_What is asked_:
a) Reproduce the stretch of the Text Item Encoder page from "A Text Item" through "Chinese Text Encoder, ...", switching "Document Encoder" to "Article Encoder".
b) Extend the Text Item Encoder page, picking up right after its final sentence.

===== Excerpted passage =====

Text Item Encoder

A Text Item Encoder is a neural encoder for text items.

Context:
- It can range from being a Character Encoder, Subword Encoder, Word Encoder, Phrase Encoder, Sentence Encoder, Passage Encoder, Document Encoder.
- …
Example(s):
- a English Text Encoder, Chinese Text Encoder, ...
- an RNN-based Text Encoder, ...
- a Sentence Encoder, such as https://tfhub.dev/google/collections/universal-sentence-encoder/1
- …
Counter-Example(s):
- an Image Encoder.
- a Text Decoder.
See: Text Embedding, Word Embedding.

References

2021

https://www.baeldung.com/cs/nlp-encoder-decoder-models
- QUOTE: ... In general, a text encoder turns text into a numeric representation. This task can be implemented in many different ways but, in this tutorial, what we mean by encoders are RNN encoders ...

2020

(Diao et al., 2020) ⇒ Shizhe Diao, Jiaxin Bai, Yan Song, Tong Zhang, and Yonggang Wang. (2020). “ZEN: Pre-training Chinese Text Encoder Enhanced by N-gram Representations.” In: Proceedings of the 2020 Conference on Empirical Methods in Natural Language Processing: Findings.
- ABSTRACT: The pre-training of text encoders normally processes text as a sequence of tokens corresponding to small text units, such as word pieces in English and characters in Chinese. It omits information carried by larger text granularity, and thus the encoders cannot easily adapt to certain combinations of characters. This leads to a loss of important semantic information, which is especially problematic for Chinese because the language does not have explicit word boundaries. In this paper, we propose ZEN, a BERT-based Chinese (Z) text encoder Enhanced by N-gram representations, where different combinations of characters are considered during training. As a result, potential word or phase boundaries are explicitly pre-trained and fine-tuned with the character encoder (BERT). Therefore ZEN incorporates the comprehensive information of both the character sequence and words or phrases it contains. Experimental results illustrated the effectiveness of ZEN on a series of Chinese NLP tasks. We show that ZEN, using less resource than other published encoders, can achieve state-of-the-art performance on most tasks. Moreover, it is shown that reasonable performance can be obtained when ZEN is trained on a small corpus, which is important for applying pre-training techniques to scenarios with limited data. The code and pre-trained models of ZEN are available at this https URL.

===== Recorded data =====

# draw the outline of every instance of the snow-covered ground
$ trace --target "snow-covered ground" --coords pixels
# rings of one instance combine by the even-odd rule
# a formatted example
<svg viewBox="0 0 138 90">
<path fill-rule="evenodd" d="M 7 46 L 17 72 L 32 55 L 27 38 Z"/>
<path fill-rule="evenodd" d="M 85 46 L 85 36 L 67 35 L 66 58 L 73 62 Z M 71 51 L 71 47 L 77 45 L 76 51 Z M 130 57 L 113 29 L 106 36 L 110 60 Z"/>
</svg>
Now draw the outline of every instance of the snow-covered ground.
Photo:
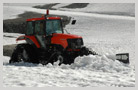
<svg viewBox="0 0 138 90">
<path fill-rule="evenodd" d="M 24 11 L 44 11 L 31 7 L 8 7 L 10 7 L 9 11 L 16 12 L 14 13 L 16 17 Z M 20 7 L 21 12 L 17 7 Z M 6 14 L 4 19 L 13 18 L 13 13 L 7 16 L 6 9 L 7 7 L 4 6 L 4 14 Z M 77 57 L 72 65 L 63 64 L 61 66 L 58 66 L 58 62 L 46 66 L 31 63 L 9 64 L 8 60 L 10 58 L 4 56 L 4 87 L 135 86 L 135 17 L 59 10 L 52 10 L 50 13 L 74 17 L 77 20 L 76 25 L 67 25 L 68 32 L 82 36 L 85 45 L 101 54 L 101 56 Z M 13 36 L 11 39 L 4 37 L 4 45 L 9 44 L 9 40 L 11 44 L 14 44 L 15 37 L 19 36 L 19 34 L 13 33 L 4 33 L 4 35 Z M 123 52 L 130 54 L 129 65 L 111 59 L 113 58 L 112 55 Z"/>
</svg>

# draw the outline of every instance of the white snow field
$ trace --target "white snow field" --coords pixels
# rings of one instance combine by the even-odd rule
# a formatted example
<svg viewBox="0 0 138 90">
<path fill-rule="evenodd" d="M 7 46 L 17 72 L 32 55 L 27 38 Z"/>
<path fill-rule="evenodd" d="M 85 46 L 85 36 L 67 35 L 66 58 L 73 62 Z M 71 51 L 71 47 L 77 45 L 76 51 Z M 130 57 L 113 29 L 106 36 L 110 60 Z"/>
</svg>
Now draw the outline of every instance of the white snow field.
<svg viewBox="0 0 138 90">
<path fill-rule="evenodd" d="M 24 11 L 39 11 L 31 7 L 8 7 L 16 12 L 16 16 Z M 19 8 L 16 7 L 20 7 L 22 12 L 18 12 Z M 4 10 L 6 8 L 4 6 Z M 73 64 L 61 66 L 58 66 L 58 62 L 46 66 L 22 62 L 9 64 L 10 57 L 3 56 L 4 87 L 135 87 L 135 17 L 57 10 L 50 13 L 76 19 L 75 25 L 69 24 L 65 29 L 82 36 L 85 45 L 101 56 L 77 57 Z M 13 14 L 4 15 L 3 18 L 13 18 L 10 15 Z M 19 34 L 4 35 L 16 37 Z M 9 37 L 4 37 L 4 45 L 9 44 L 9 40 L 11 44 L 16 43 L 16 38 L 7 39 Z M 113 56 L 116 53 L 129 53 L 130 64 L 115 60 Z"/>
</svg>

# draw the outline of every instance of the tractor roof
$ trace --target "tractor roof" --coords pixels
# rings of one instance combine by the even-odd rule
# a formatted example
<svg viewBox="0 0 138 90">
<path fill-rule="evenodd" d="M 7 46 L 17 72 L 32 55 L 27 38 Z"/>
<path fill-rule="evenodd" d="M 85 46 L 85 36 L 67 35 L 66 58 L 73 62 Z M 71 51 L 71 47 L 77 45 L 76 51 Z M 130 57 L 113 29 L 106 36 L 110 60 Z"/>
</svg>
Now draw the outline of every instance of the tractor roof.
<svg viewBox="0 0 138 90">
<path fill-rule="evenodd" d="M 42 16 L 41 18 L 31 18 L 31 19 L 27 19 L 26 21 L 38 21 L 38 20 L 45 20 L 45 19 L 50 19 L 50 20 L 60 20 L 60 17 L 44 17 Z"/>
</svg>

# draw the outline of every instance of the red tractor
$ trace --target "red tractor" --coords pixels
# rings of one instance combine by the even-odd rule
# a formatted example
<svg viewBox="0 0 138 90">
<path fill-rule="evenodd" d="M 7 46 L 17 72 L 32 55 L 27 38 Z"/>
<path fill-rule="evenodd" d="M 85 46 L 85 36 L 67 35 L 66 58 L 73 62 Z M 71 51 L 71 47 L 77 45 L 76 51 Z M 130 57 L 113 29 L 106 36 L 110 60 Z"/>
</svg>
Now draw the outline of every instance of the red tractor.
<svg viewBox="0 0 138 90">
<path fill-rule="evenodd" d="M 59 65 L 62 63 L 71 64 L 78 56 L 97 55 L 96 52 L 83 46 L 81 36 L 65 34 L 61 18 L 49 17 L 48 10 L 47 15 L 26 21 L 25 36 L 18 37 L 16 41 L 26 40 L 27 43 L 16 46 L 10 63 L 24 61 L 46 65 L 59 60 Z M 72 24 L 75 24 L 75 22 L 76 20 L 73 20 Z M 120 58 L 120 61 L 122 61 L 122 58 Z M 129 60 L 123 60 L 123 62 L 128 63 Z"/>
</svg>

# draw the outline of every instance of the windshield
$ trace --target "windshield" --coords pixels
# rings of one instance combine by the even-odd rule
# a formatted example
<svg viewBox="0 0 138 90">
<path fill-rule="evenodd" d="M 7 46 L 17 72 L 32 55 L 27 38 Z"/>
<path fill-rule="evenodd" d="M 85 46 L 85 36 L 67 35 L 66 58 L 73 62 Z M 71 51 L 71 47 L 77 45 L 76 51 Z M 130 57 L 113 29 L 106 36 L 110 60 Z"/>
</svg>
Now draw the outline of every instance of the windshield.
<svg viewBox="0 0 138 90">
<path fill-rule="evenodd" d="M 46 35 L 52 33 L 62 33 L 61 21 L 60 20 L 47 20 L 46 21 Z"/>
</svg>

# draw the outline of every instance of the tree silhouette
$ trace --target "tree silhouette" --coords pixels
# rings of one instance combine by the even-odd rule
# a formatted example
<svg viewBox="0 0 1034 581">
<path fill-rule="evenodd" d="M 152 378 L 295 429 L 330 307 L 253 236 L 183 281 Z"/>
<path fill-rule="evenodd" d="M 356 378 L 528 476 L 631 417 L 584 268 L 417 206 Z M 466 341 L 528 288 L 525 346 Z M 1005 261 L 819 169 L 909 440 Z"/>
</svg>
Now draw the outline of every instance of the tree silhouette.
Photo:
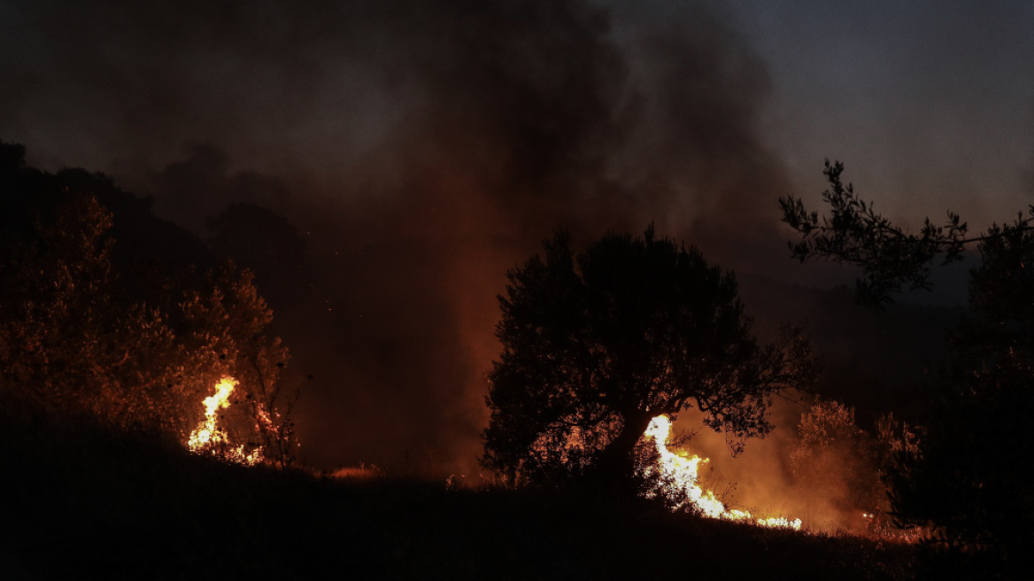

=====

_Responses in order_:
a)
A Text Item Encoder is a neural encoder for text items.

Context:
- It can range from being a Character Encoder, Subword Encoder, Word Encoder, Phrase Encoder, Sentence Encoder, Passage Encoder, Article Encoder.
- …
Example(s):
- a English Text Encoder, Chinese Text Encoder, ...

b)
- QUOTE: Pre-trained text encoders (Peters et al., 2018b; Devlin et al., 2018; Radford et al., 2018, 2019; Yang et al., 2019) have drawn much attention in natural language processing (NLP), because state-of-the-art performance can be obtained for many NLP tasks using such encoders. In general, these [Text Encoder|encoder]]s are implemented by training a deep neural model on large unlabeled corpora. Although the use of big data brings success to these pre-trained encoders, it is still unclear whether existing encoders have effectively leveraged all useful information in the corpus. Normally, the pre-training procedures are designed to learn on tokens corresponding to small units of texts (e.g., word pieces for English, characters for Chinese) for efficiency and simplicity. However, some important information carried by larger text units may be lost for certain languages when we use a standard encoder, such as BERT. For example, in Chinese, text semantics are greatly affected by recognizing valid n-grams1. This means a pre-trained encoder can potentially be improved by incorporating such boundary information of important n-grams. ...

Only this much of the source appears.